_What the task asks_. Please copy everything in the UCHIME2 page from "It is better" down to "parents in practice.".

_Quoted passage_.
+++
UCHIME2 is an algorithm for detecting chimeric sequences . It is an update of the UCHIME algorithm with some new features. It is implemented in the uchime2_ref command. See UCHIME2 paper for details.
The uchmie2_denovo command is obsolete. It is replaced by the uchime3_denovo command which implements the chimera filtering step in unoise3 . This the same algorithm described in the UCHIME2 paper, except that parameters have been adjusted to reduce the number of false positives.
I do not recommend using uchime2_ref in a 16S or ITS analysis pipeline
. The problem is that you will get high rates of both FPs and FNs unless you have denoised sequences, in which case the chimera removal is a special case which is built into the denoising code
(see
UCHIME2 paper
for details).
It is better to use
unoise3
or
cluster_otus
for chimera filtering. I believe that unoise is a better approach because it has better resolution: it reconstructs the biological sequences in the reads without 97% clustering. This enables you to resolve species and strains which are >97% similar to each other.
I recommend you use the
largest available reference database
for uchime2_ref, e.g. SILVA for 16S or UNITE for ITS. My previous advice to use a small, high-quality database was misguided (
wrong!
)-- you need a large database to get decent sensitivity, a small database like "gold" will probably be missing many parents in practice.
+++
[Image-grounded pointing data]
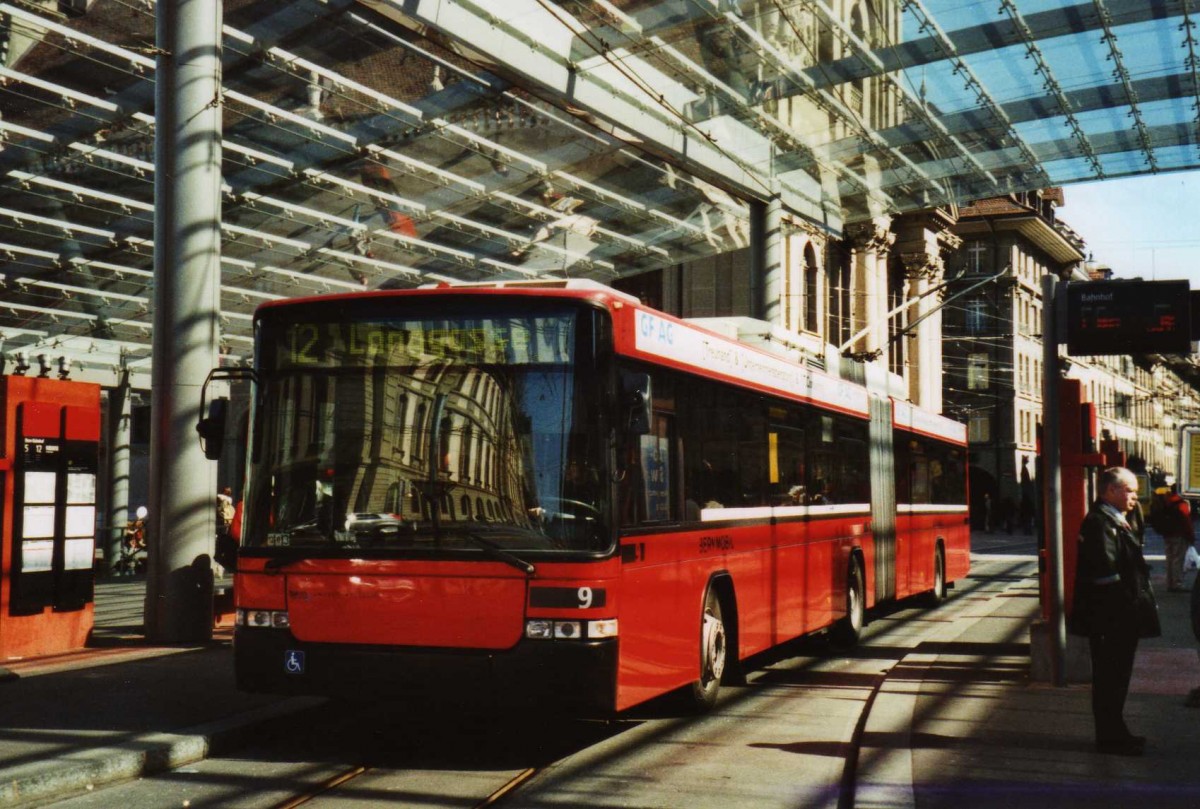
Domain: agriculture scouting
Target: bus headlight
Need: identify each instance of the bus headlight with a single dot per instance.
(262, 618)
(606, 628)
(568, 630)
(540, 630)
(544, 629)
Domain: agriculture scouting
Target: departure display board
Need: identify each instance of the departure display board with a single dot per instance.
(1128, 317)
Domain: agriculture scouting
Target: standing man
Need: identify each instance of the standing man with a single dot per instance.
(1114, 606)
+++
_Answer space_.
It is better to use
unoise3
or
cluster_otus
for chimera filtering. I believe that unoise is a better approach because it has better resolution: it reconstructs the biological sequences in the reads without 97% clustering. This enables you to resolve species and strains which are >97% similar to each other.
I recommend you use the
largest available reference database
for uchime2_ref, e.g. SILVA for 16S or UNITE for ITS. My previous advice to use a small, high-quality database was misguided (
wrong!
)-- you need a large database to get decent sensitivity, a small database like "gold" will probably be missing many parents in practice.